TASK TO CARRY OUT -
Reproduce every one of the following rows verbatim, with no changes.
┌─ GIVEN ENTRIES
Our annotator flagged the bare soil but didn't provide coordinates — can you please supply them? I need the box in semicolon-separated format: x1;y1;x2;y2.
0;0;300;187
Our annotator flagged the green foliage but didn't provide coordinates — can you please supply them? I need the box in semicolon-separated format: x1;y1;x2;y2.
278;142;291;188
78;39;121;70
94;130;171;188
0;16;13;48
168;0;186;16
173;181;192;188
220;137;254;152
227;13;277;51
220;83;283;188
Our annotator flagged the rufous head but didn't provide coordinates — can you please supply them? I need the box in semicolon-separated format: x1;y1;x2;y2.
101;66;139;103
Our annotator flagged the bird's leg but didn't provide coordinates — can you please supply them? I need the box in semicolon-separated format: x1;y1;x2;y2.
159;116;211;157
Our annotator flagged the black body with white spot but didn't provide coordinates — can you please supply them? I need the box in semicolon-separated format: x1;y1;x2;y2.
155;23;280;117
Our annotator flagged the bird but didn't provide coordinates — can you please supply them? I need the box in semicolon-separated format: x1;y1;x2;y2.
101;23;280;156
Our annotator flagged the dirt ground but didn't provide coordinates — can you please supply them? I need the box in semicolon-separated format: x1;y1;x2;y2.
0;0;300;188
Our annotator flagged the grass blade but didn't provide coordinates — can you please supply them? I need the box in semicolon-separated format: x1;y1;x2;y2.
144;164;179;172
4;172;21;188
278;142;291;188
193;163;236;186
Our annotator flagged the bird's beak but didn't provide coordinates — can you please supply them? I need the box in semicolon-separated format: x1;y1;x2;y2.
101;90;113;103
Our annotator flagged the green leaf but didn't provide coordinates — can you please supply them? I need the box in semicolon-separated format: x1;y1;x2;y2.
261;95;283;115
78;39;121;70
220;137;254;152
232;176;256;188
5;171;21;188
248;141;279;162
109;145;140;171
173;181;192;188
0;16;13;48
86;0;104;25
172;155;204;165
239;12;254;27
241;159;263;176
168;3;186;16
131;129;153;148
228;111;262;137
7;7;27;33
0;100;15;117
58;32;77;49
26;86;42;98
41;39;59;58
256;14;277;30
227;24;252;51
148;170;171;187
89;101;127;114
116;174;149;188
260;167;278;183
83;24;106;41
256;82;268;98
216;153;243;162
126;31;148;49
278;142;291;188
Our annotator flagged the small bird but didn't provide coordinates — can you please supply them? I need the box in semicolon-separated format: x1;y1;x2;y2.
└─
CORRECT RESPONSE -
Our annotator flagged the bare soil but didn't provide coordinates — can you please supply them? I need the box in semicolon-separated format: x1;y1;x2;y2.
0;0;300;187
Our annotator flagged the green foliage but didn't provide coordinates — can you please supply them? I need the box in semicolon-separated format: x1;y1;x2;y2.
278;142;291;188
78;39;121;70
94;130;171;188
0;16;13;48
168;0;186;16
173;181;192;188
220;137;254;152
227;13;277;51
220;83;283;188
Our annotator flagged the rufous head but didn't provide coordinates — can you please supply them? I need the box in semicolon-separated format: x1;y1;x2;y2.
101;66;139;103
Our annotator flagged the bird's leg but didn't provide coordinates — can you please supply them? I need the box in semicolon-separated format: x1;y1;x2;y2.
159;116;211;157
Our annotator flagged the black body with white spot but didn't provide coordinates — can you please supply them? I need the box in semicolon-separated format: x1;y1;x2;y2.
155;23;280;117
Our annotator flagged the bird but didn't provide coordinates — can you please supply them? I need the box in semicolon-separated format: x1;y1;x2;y2.
101;23;280;156
Our annotator flagged the dirt ground but didn't provide coordinates — can you please supply them? I need the box in semicolon-separated format: x1;y1;x2;y2.
0;0;300;188
Our annotator flagged the grass blade but didn't provide coordinates — can you please supply them? I need the box in semicolon-separated format: x1;y1;x2;y2.
144;164;179;172
4;172;21;188
278;142;291;188
193;163;236;186
Our annotator flagged the bird's beak but didn't provide coordinates — can you please supply them? I need the box in semicolon-separated format: x1;y1;x2;y2.
101;90;113;103
Our annotator flagged the green leaf but didn't provide coordinates — can you please supply them? I need the box in semicolon-separated format: x1;y1;x2;y2.
261;95;283;115
78;39;121;70
220;137;254;152
232;176;256;188
5;171;21;188
248;141;279;162
109;145;140;171
173;181;192;188
0;16;13;48
86;0;104;25
172;155;204;165
239;12;254;27
241;159;263;176
168;3;186;16
131;129;153;148
228;111;262;137
7;7;27;33
0;100;15;117
58;32;77;49
26;86;42;98
41;39;59;58
256;14;277;30
227;24;252;51
148;170;171;187
89;101;127;114
116;174;149;188
260;167;278;183
83;24;106;41
256;82;268;98
216;153;243;162
126;31;148;49
278;142;291;188
Our annotator flagged the small bird but didn't provide coordinates — can you please supply them? I need the box in semicolon-separated format: x1;y1;x2;y2.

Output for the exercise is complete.